Return each line of the listing below that contains the string "item", matching case exactly.

________

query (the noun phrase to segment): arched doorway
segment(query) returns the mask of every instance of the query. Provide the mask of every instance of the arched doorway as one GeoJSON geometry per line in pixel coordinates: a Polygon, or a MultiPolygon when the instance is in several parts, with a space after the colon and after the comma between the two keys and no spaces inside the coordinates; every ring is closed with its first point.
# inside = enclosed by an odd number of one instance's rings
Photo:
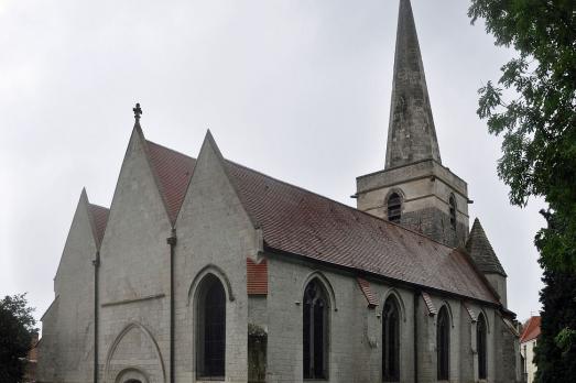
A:
{"type": "Polygon", "coordinates": [[[196,315],[196,375],[225,377],[226,292],[214,274],[206,275],[198,289],[196,315]]]}

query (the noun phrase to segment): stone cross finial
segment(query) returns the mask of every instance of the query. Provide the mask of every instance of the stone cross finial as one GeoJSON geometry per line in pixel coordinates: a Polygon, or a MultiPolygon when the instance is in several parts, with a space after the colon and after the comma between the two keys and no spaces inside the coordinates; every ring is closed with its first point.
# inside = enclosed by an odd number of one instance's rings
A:
{"type": "Polygon", "coordinates": [[[135,108],[132,108],[132,111],[134,112],[134,119],[137,121],[140,121],[140,116],[142,116],[142,109],[140,108],[140,103],[137,103],[135,108]]]}

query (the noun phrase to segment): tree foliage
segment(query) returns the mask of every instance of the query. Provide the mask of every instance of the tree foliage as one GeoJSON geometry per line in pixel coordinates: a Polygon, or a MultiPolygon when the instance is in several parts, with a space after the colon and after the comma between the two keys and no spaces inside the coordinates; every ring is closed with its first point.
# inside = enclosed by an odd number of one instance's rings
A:
{"type": "Polygon", "coordinates": [[[32,342],[35,320],[25,294],[6,296],[0,300],[0,382],[20,382],[23,359],[32,342]]]}
{"type": "Polygon", "coordinates": [[[548,204],[535,238],[545,287],[535,362],[540,382],[576,375],[576,1],[471,0],[496,44],[513,47],[495,85],[479,90],[478,116],[502,135],[498,174],[510,201],[548,204]]]}
{"type": "Polygon", "coordinates": [[[534,358],[537,381],[574,382],[576,342],[572,329],[576,329],[576,275],[545,271],[543,281],[546,285],[541,297],[542,332],[534,358]]]}
{"type": "Polygon", "coordinates": [[[503,136],[499,176],[512,204],[548,203],[536,239],[543,266],[576,271],[576,1],[472,0],[469,15],[518,52],[479,90],[478,114],[503,136]]]}

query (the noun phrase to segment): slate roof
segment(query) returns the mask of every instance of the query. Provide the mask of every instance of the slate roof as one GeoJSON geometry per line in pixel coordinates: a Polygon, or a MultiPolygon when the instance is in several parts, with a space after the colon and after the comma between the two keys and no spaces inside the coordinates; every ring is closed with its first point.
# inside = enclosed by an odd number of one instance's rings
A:
{"type": "Polygon", "coordinates": [[[522,331],[520,342],[524,343],[530,340],[536,339],[540,336],[540,325],[542,324],[541,317],[531,317],[522,331]]]}
{"type": "Polygon", "coordinates": [[[90,214],[94,219],[96,239],[98,240],[98,243],[102,243],[104,231],[106,230],[106,223],[108,222],[108,215],[110,214],[110,210],[94,204],[88,204],[88,208],[90,209],[90,214]]]}
{"type": "Polygon", "coordinates": [[[466,250],[482,273],[507,276],[478,218],[474,220],[470,236],[466,242],[466,250]]]}
{"type": "MultiPolygon", "coordinates": [[[[172,201],[169,206],[175,217],[195,160],[148,143],[162,193],[172,201]]],[[[246,166],[226,164],[269,250],[498,303],[466,253],[246,166]]]]}

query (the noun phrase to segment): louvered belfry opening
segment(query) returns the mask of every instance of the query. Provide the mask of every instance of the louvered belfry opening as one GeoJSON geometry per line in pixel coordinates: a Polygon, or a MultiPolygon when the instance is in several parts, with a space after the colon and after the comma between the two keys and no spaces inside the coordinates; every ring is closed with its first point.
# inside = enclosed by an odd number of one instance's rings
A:
{"type": "Polygon", "coordinates": [[[437,350],[437,372],[438,381],[449,379],[449,358],[450,358],[450,319],[446,306],[438,313],[436,325],[436,350],[437,350]]]}
{"type": "Polygon", "coordinates": [[[486,379],[487,377],[487,347],[486,347],[486,319],[483,315],[480,315],[478,317],[478,322],[476,324],[476,349],[478,351],[478,377],[479,379],[486,379]]]}
{"type": "Polygon", "coordinates": [[[402,218],[402,197],[398,193],[392,193],[388,197],[388,220],[400,223],[402,218]]]}
{"type": "Polygon", "coordinates": [[[196,366],[198,377],[224,380],[226,353],[226,293],[221,282],[207,275],[199,286],[196,366]]]}
{"type": "Polygon", "coordinates": [[[384,382],[400,381],[400,310],[393,296],[382,310],[382,375],[384,382]]]}
{"type": "Polygon", "coordinates": [[[450,196],[449,205],[450,205],[450,227],[453,229],[456,229],[456,198],[454,198],[454,196],[450,196]]]}
{"type": "Polygon", "coordinates": [[[327,379],[328,299],[319,281],[311,281],[303,307],[304,379],[327,379]]]}

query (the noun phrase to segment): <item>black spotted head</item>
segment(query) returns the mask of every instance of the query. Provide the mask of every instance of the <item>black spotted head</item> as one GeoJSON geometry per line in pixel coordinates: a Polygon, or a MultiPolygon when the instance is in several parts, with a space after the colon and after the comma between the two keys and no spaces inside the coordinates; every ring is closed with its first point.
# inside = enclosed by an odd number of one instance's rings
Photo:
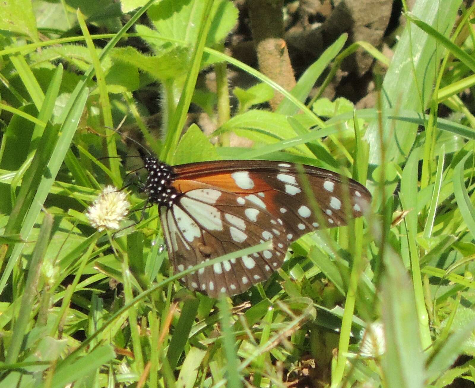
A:
{"type": "Polygon", "coordinates": [[[178,196],[176,190],[171,185],[173,168],[152,156],[143,158],[143,167],[148,172],[143,192],[148,195],[149,202],[171,207],[178,196]]]}

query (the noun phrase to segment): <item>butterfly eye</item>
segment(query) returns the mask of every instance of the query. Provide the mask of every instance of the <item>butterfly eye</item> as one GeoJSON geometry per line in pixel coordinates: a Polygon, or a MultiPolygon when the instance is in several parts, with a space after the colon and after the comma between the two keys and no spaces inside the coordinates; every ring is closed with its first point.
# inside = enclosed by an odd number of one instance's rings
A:
{"type": "Polygon", "coordinates": [[[291,163],[218,161],[171,167],[148,156],[144,162],[144,190],[159,206],[175,272],[272,241],[271,248],[182,278],[190,290],[213,297],[243,292],[268,279],[282,265],[290,243],[304,234],[345,224],[345,199],[353,217],[362,215],[371,201],[357,182],[311,166],[303,170],[317,211],[304,189],[301,169],[291,163]]]}

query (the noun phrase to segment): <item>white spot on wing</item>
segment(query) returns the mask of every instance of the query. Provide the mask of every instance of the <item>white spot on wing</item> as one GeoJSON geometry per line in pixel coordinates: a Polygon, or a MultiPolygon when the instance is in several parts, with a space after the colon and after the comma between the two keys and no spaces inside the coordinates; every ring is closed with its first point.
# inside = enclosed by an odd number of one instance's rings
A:
{"type": "Polygon", "coordinates": [[[246,195],[246,198],[248,199],[251,202],[254,202],[257,206],[259,206],[263,209],[266,208],[266,204],[264,203],[264,201],[256,195],[255,195],[254,194],[250,194],[249,195],[246,195]]]}
{"type": "Polygon", "coordinates": [[[221,196],[221,192],[213,189],[198,189],[190,190],[185,195],[190,198],[197,199],[207,204],[216,203],[218,198],[221,196]]]}
{"type": "Polygon", "coordinates": [[[237,171],[231,174],[236,185],[244,190],[249,190],[254,187],[254,181],[249,175],[248,171],[237,171]]]}
{"type": "Polygon", "coordinates": [[[256,262],[254,261],[254,259],[252,257],[246,255],[242,256],[241,258],[242,259],[242,262],[244,266],[248,270],[252,269],[256,266],[256,262]]]}
{"type": "Polygon", "coordinates": [[[238,217],[236,217],[235,215],[233,215],[229,213],[226,213],[224,214],[224,218],[233,226],[238,228],[241,230],[246,229],[246,223],[243,220],[239,218],[238,217]]]}
{"type": "Polygon", "coordinates": [[[270,240],[272,238],[272,235],[268,231],[264,231],[262,232],[262,238],[264,240],[270,240]]]}
{"type": "Polygon", "coordinates": [[[226,272],[229,272],[231,271],[231,264],[228,260],[223,262],[223,266],[224,267],[224,270],[226,272]]]}
{"type": "Polygon", "coordinates": [[[304,218],[307,218],[310,216],[310,214],[312,214],[312,212],[310,211],[310,209],[309,209],[305,205],[302,205],[299,208],[298,213],[300,215],[301,217],[303,217],[304,218]]]}
{"type": "Polygon", "coordinates": [[[277,179],[284,183],[289,183],[291,184],[297,185],[297,180],[293,175],[288,174],[277,174],[277,179]]]}
{"type": "Polygon", "coordinates": [[[191,242],[195,238],[201,236],[200,227],[190,216],[176,205],[173,205],[173,209],[178,229],[187,241],[191,242]]]}
{"type": "Polygon", "coordinates": [[[250,221],[253,222],[256,222],[257,221],[257,215],[259,214],[259,211],[257,209],[253,209],[252,207],[248,207],[244,211],[244,214],[250,221]]]}
{"type": "Polygon", "coordinates": [[[214,206],[184,196],[180,200],[180,203],[195,219],[199,220],[201,225],[208,230],[223,230],[221,212],[214,206]]]}
{"type": "Polygon", "coordinates": [[[223,273],[223,268],[221,266],[221,263],[215,263],[213,264],[213,270],[214,271],[214,273],[218,275],[223,273]]]}
{"type": "Polygon", "coordinates": [[[331,181],[325,181],[323,182],[323,188],[327,191],[333,193],[333,189],[335,187],[335,184],[331,181]]]}
{"type": "Polygon", "coordinates": [[[336,210],[339,210],[342,208],[342,201],[336,197],[332,197],[330,200],[330,205],[336,210]]]}
{"type": "Polygon", "coordinates": [[[294,195],[295,194],[298,194],[302,190],[295,186],[292,186],[291,184],[285,185],[285,193],[287,194],[290,194],[291,195],[294,195]]]}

________

▶ **Exercise solution**
query (the noun phrase to segment): <item>black spotted head</item>
segment(query) returns the mask of every instance of the query. Provide the mask of every instance of the <item>black spotted head</item> as one GeoJSON geometry per line in pixel coordinates: a Polygon, or a MultiPolygon when the instance is in several parts, with a space after the colon and after the comma between the two keys and no spaces inside the coordinates; every ring is closed with its first point.
query (the noun phrase to segment): <item>butterfly eye</item>
segment(query) returns the mask of every instance of the query. Provide the mask of every instance of the <item>butterfly eye</item> as one GeoJSON geometry per line in pixel coordinates: a Polygon, or a MultiPolygon when the instance is in several parts, with a space after the colon and after the comma between the two keys and no spaces inside the coordinates; every ring is closed with its first point.
query (the noun phrase to segment): <item>white spot on wing</item>
segment(query) returns the mask of every instance of the query. Provide the mask of every instance of the <item>white spot on wing</item> as one GeoJSON geometry per line in pixel coordinates: a Polygon, or a MultiPolygon when the instance is in several parts, with a space after the colon and after the comma between the two keys and no spaces inside the coordinates; every ring is closed with its first point.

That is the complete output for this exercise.